*** Opening The data ***

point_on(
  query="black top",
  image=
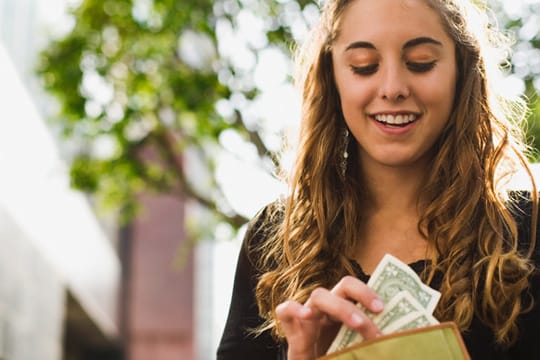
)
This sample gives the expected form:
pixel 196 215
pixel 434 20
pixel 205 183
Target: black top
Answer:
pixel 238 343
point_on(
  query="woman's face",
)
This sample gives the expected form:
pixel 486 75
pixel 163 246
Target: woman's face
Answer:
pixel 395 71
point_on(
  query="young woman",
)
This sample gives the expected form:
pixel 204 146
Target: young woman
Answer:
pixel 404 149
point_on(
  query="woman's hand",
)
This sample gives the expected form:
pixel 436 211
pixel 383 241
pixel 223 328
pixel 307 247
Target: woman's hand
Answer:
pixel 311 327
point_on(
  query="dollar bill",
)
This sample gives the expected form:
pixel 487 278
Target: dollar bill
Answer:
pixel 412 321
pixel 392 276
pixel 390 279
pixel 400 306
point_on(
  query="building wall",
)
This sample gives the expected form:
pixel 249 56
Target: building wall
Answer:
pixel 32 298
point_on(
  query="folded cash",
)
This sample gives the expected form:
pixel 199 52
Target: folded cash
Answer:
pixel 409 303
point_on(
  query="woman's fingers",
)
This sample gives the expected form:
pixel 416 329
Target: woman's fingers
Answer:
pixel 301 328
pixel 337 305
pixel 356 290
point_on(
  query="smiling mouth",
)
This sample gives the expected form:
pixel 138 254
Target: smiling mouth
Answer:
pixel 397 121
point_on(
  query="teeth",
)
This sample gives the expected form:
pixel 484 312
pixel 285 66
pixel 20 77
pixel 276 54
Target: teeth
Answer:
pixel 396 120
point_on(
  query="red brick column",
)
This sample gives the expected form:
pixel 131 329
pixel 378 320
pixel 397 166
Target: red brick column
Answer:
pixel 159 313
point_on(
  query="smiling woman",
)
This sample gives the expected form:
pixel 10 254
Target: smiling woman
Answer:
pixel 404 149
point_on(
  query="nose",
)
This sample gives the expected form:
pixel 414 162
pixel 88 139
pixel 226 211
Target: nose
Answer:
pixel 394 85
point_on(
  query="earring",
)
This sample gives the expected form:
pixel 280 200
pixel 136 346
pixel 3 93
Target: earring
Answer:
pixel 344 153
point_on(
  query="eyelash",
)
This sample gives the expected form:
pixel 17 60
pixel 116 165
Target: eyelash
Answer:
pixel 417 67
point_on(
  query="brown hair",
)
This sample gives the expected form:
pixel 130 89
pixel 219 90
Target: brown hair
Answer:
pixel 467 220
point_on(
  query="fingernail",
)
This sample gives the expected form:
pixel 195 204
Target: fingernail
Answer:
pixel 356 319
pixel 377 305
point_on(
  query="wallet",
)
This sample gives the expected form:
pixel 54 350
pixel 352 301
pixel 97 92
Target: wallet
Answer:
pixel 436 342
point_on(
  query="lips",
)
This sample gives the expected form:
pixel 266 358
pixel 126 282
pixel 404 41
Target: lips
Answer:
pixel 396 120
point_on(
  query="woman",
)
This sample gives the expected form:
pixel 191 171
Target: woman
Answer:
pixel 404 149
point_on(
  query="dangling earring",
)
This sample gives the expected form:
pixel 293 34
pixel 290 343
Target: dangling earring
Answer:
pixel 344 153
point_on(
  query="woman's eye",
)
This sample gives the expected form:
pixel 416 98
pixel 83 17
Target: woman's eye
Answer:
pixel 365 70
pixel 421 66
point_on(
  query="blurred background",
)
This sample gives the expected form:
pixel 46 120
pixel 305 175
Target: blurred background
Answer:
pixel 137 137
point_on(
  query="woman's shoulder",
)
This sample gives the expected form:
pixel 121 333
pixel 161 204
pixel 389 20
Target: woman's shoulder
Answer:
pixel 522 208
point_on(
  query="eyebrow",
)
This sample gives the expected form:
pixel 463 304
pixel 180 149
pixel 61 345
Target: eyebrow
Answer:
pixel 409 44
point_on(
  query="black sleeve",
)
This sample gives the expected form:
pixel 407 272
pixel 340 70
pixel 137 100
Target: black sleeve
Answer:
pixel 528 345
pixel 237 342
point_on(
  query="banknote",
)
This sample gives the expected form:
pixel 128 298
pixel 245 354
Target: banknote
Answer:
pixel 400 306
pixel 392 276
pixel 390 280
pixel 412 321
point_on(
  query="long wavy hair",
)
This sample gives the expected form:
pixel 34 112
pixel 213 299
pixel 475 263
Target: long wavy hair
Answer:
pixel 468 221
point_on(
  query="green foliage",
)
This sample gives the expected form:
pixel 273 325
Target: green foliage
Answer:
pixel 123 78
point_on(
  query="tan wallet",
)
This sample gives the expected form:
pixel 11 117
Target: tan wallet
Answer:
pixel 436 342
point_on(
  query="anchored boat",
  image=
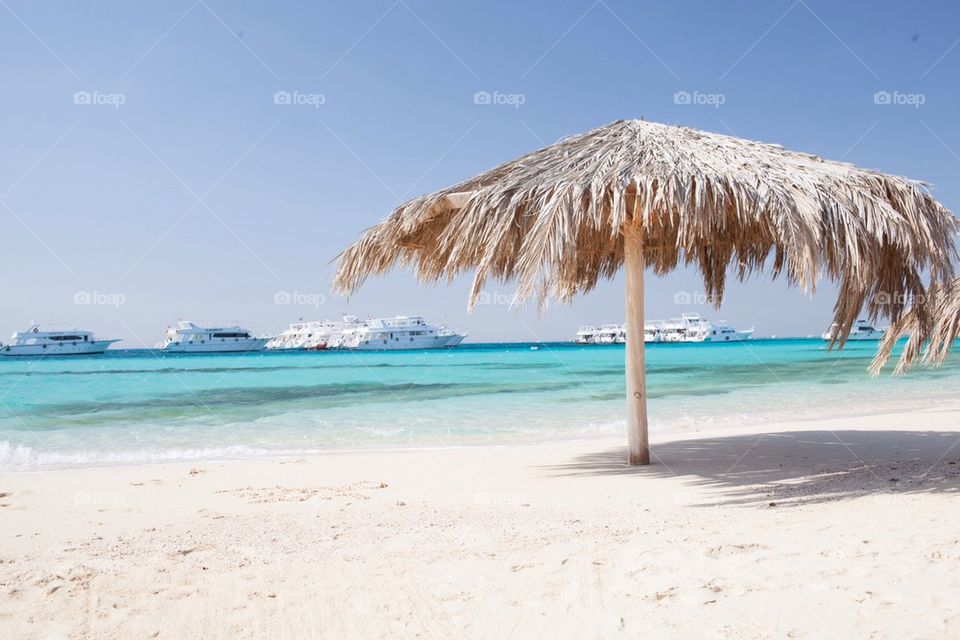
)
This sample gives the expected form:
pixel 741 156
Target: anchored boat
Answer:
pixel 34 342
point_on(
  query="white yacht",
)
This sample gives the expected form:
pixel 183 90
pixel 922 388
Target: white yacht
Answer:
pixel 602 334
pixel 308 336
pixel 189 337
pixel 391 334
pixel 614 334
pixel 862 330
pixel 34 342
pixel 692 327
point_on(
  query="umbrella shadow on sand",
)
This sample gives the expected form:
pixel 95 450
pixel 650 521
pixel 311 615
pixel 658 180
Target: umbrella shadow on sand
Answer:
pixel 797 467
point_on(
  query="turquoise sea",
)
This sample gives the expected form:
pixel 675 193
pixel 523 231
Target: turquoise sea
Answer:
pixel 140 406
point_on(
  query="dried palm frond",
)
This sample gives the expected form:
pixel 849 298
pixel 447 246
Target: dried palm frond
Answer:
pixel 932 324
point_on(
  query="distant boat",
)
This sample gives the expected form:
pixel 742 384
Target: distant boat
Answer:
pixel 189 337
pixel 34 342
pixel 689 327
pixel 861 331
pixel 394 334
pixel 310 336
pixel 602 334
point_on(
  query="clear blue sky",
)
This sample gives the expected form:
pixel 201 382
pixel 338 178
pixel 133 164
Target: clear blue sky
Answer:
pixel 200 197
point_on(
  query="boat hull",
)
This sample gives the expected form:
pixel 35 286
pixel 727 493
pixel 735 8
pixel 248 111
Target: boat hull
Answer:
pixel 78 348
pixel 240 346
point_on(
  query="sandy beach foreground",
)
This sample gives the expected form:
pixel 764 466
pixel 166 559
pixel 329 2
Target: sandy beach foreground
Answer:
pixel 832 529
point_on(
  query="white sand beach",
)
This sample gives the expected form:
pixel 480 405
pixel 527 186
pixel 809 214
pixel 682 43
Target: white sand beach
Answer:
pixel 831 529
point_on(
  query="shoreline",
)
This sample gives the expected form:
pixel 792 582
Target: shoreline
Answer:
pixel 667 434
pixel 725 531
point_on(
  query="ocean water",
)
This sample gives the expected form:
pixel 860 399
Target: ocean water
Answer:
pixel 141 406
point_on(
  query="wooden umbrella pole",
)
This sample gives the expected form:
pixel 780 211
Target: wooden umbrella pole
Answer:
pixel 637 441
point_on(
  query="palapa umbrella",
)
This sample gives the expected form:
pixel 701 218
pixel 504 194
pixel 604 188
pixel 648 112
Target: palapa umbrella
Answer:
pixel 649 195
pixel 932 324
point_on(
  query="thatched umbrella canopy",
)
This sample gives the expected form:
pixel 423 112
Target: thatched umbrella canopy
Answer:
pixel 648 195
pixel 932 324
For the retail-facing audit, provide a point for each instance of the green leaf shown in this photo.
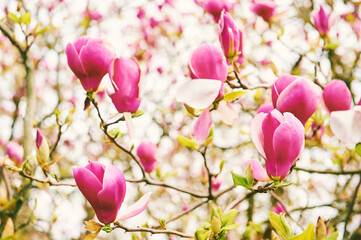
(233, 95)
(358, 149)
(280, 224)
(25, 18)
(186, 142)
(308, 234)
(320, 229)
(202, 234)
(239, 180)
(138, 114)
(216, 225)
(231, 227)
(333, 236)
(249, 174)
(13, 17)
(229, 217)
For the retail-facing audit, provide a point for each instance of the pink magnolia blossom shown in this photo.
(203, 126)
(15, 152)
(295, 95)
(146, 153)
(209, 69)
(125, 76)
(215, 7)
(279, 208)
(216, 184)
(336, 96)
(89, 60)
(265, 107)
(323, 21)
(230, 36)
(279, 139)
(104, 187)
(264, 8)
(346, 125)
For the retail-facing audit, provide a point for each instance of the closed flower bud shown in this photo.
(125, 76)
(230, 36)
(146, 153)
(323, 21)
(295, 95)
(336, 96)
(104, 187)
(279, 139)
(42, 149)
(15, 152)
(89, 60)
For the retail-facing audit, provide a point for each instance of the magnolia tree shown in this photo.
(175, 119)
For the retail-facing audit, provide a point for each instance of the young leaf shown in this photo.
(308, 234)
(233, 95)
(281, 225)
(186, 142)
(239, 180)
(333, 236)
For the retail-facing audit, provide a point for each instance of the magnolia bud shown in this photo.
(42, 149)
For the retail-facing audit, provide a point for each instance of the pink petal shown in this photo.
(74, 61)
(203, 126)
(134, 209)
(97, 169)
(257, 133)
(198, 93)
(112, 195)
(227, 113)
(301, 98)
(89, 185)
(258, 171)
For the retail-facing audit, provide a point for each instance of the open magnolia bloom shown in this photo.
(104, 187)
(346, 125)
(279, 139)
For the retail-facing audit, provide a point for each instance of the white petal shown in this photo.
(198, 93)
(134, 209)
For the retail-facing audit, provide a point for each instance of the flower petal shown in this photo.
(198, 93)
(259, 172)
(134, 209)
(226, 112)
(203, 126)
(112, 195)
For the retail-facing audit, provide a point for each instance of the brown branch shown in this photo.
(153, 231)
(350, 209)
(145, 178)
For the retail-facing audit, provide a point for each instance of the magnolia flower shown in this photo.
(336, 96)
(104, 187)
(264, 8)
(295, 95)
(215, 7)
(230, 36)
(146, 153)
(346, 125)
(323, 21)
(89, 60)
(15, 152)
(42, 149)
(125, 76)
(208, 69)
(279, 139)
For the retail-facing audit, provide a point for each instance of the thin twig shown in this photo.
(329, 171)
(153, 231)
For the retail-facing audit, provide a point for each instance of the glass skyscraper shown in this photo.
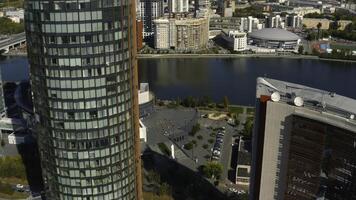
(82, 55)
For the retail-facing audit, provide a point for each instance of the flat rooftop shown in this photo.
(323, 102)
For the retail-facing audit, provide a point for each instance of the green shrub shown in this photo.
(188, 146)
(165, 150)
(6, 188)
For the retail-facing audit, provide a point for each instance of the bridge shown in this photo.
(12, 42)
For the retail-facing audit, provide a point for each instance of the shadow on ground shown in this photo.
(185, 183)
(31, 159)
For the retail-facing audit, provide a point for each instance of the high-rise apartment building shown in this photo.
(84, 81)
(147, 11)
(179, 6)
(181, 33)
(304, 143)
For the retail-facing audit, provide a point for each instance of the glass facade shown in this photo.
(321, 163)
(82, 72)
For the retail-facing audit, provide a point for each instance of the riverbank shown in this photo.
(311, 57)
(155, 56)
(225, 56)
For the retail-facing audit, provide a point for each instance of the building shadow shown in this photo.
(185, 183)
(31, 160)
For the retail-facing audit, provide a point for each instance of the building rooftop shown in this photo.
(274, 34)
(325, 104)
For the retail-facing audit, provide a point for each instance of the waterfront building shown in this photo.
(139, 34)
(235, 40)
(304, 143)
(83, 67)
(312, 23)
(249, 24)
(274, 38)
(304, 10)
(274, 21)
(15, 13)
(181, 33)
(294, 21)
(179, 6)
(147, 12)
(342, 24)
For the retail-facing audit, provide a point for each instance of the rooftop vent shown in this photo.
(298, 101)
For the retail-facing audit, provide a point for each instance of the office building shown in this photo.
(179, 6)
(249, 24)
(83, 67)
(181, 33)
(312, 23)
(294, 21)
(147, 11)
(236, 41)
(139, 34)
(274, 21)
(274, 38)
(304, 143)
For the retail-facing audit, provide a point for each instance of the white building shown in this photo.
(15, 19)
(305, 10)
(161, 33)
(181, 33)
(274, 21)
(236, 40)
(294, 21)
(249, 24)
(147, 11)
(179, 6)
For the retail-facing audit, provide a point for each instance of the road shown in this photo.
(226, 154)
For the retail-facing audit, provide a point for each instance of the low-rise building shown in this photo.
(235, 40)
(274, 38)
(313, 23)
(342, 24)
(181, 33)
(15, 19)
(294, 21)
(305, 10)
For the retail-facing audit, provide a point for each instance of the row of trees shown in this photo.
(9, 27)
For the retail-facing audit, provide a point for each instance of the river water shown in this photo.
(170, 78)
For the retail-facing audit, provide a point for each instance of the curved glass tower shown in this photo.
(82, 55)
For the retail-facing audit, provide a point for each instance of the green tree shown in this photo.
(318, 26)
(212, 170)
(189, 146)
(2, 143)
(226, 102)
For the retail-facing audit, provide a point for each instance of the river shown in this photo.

*** Closing The data ***

● Exercise objective
In the records above, locate the lines holding the word "earring". Copy each of them.

● Task result
  query="earring",
Target: earring
  query="dangling earring",
Target: dangling earring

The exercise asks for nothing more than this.